• WORK REQUIRED: Your output must consist solely of the lines from the one containing "floor shown in this photo." through the end of the records, reproduced exactly.
____
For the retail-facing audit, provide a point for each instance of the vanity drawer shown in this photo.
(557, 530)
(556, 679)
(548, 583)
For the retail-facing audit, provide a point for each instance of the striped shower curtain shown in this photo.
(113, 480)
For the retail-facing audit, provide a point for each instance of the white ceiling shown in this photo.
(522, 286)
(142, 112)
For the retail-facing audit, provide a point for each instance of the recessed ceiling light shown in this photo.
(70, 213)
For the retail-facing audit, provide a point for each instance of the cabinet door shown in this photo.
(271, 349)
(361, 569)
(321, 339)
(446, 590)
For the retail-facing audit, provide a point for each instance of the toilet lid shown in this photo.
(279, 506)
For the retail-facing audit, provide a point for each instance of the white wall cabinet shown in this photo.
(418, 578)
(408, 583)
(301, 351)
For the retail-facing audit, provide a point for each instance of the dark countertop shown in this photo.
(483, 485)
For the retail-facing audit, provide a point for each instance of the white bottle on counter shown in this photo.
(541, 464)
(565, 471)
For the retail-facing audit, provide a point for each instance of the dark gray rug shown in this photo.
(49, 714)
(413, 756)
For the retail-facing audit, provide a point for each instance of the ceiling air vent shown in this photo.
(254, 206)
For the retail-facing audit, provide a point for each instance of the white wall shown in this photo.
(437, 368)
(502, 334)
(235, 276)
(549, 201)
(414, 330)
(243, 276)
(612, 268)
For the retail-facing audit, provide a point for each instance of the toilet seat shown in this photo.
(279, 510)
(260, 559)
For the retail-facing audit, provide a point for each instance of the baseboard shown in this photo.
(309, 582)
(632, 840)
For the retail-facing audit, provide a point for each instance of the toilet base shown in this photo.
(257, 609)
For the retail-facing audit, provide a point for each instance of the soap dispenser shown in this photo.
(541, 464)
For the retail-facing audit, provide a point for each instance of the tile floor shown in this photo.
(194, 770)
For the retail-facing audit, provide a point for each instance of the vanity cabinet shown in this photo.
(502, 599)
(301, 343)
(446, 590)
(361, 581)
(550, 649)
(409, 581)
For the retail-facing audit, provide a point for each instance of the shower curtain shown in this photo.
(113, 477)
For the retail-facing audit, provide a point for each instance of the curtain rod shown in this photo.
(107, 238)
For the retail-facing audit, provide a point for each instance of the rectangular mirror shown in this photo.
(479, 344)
____
• WRITTEN REPLY:
For the retail-facing audit, provide a point for each instance of the tile floor shown in this photo.
(194, 770)
For the retail-facing audit, provide a point for each instance of the vanity cabinet shown in this photo.
(502, 599)
(301, 343)
(446, 590)
(361, 581)
(550, 649)
(409, 581)
For the retail-facing audit, provide a point for each instance of the shower curtain shown in this photo.
(113, 477)
For the retail-facing audit, provide a point for each instance of the curtain rod shown in this photo.
(107, 238)
For the retail-facing audit, provide a point for each instance of the rectangular mirror shown in this photo.
(479, 344)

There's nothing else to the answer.